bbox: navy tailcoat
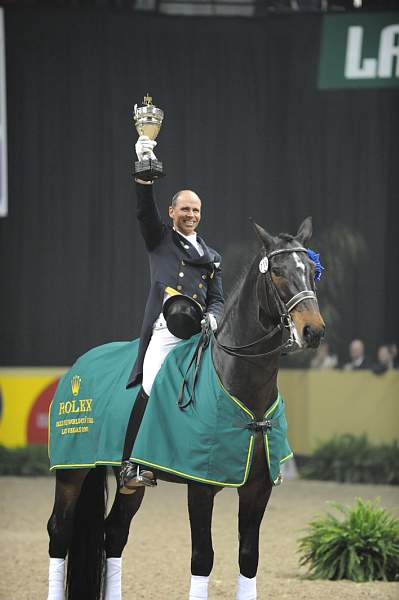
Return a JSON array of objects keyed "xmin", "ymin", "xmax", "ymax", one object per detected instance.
[{"xmin": 127, "ymin": 183, "xmax": 224, "ymax": 388}]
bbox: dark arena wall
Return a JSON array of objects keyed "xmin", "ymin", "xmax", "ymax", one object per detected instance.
[{"xmin": 1, "ymin": 7, "xmax": 398, "ymax": 366}]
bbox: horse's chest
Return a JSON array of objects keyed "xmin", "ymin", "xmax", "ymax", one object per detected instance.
[{"xmin": 249, "ymin": 434, "xmax": 268, "ymax": 480}]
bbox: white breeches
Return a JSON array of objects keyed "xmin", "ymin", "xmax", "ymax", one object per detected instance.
[{"xmin": 142, "ymin": 315, "xmax": 182, "ymax": 396}]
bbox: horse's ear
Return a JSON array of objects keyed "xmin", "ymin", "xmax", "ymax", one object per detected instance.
[
  {"xmin": 249, "ymin": 218, "xmax": 275, "ymax": 250},
  {"xmin": 296, "ymin": 217, "xmax": 312, "ymax": 245}
]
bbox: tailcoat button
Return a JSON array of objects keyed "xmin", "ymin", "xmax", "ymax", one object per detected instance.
[
  {"xmin": 181, "ymin": 260, "xmax": 186, "ymax": 266},
  {"xmin": 192, "ymin": 294, "xmax": 198, "ymax": 299},
  {"xmin": 202, "ymin": 274, "xmax": 207, "ymax": 280},
  {"xmin": 198, "ymin": 283, "xmax": 203, "ymax": 289},
  {"xmin": 177, "ymin": 285, "xmax": 182, "ymax": 291},
  {"xmin": 179, "ymin": 272, "xmax": 184, "ymax": 278}
]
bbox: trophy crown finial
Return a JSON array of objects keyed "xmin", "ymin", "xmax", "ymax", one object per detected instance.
[{"xmin": 143, "ymin": 93, "xmax": 153, "ymax": 106}]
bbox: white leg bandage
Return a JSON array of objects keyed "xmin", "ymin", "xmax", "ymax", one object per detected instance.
[
  {"xmin": 47, "ymin": 558, "xmax": 65, "ymax": 600},
  {"xmin": 104, "ymin": 557, "xmax": 122, "ymax": 600},
  {"xmin": 189, "ymin": 575, "xmax": 209, "ymax": 599},
  {"xmin": 236, "ymin": 573, "xmax": 256, "ymax": 600}
]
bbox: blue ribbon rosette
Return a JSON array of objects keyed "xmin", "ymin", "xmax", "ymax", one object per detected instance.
[{"xmin": 306, "ymin": 248, "xmax": 325, "ymax": 281}]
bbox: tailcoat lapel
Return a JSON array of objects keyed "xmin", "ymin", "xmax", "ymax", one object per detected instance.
[{"xmin": 172, "ymin": 230, "xmax": 214, "ymax": 265}]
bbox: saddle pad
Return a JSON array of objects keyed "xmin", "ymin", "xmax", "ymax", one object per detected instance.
[{"xmin": 49, "ymin": 335, "xmax": 292, "ymax": 486}]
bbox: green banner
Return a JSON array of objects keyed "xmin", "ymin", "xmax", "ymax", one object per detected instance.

-=-=-=-=-

What you will do -
Across the listing, count every line with the word "tailcoat" in it. Answer with the number alone.

Exercise result -
3